**TASK INPUT**:
## START
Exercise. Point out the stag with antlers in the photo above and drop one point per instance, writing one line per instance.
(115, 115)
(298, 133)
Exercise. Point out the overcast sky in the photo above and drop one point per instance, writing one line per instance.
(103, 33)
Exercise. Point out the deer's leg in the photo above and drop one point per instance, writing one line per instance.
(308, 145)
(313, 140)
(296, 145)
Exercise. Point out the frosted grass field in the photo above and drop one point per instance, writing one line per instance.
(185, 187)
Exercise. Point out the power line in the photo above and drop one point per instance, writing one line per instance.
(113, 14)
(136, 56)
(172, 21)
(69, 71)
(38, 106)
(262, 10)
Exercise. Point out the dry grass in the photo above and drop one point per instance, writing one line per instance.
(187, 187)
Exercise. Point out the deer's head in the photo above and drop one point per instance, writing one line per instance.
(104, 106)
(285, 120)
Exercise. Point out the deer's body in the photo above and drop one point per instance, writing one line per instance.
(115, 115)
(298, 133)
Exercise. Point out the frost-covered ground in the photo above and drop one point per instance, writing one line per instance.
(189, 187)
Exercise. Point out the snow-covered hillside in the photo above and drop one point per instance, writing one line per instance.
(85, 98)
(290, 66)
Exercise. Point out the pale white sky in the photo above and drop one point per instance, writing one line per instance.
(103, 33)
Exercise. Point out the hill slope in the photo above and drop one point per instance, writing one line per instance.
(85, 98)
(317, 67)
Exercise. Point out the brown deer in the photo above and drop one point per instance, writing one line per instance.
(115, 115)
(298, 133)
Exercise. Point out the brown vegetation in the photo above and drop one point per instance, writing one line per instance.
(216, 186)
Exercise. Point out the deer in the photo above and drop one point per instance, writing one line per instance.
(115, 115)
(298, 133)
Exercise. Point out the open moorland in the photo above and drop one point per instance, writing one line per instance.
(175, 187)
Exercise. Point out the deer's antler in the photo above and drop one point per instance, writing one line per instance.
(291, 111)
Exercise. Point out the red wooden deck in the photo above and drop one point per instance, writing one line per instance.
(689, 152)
## END
## START
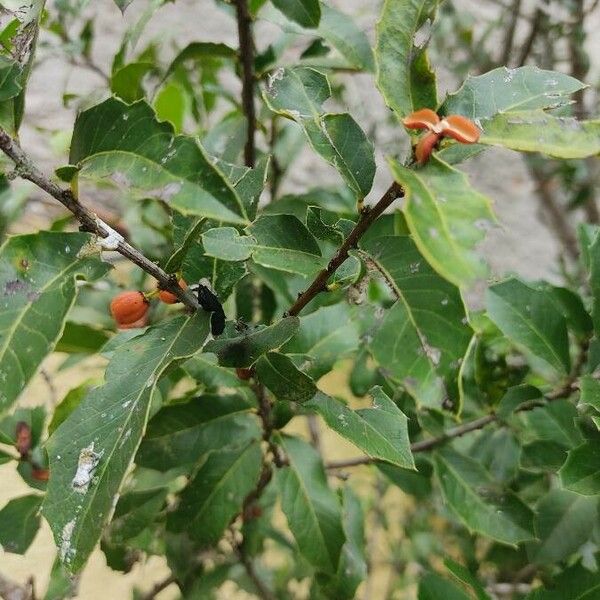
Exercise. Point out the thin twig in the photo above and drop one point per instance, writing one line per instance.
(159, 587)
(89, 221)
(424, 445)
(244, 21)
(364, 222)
## END
Identify every line in the items above that contains the string "covered", and copy each of those lines. Matching is case-sensitive.

Exercise. Point out the frost-covered ground in the photo above and drop one point per instance, writing one line per instance.
Exercise. Point out the snow-covered hillside in the photo above and drop one point per instance, writing one line per instance.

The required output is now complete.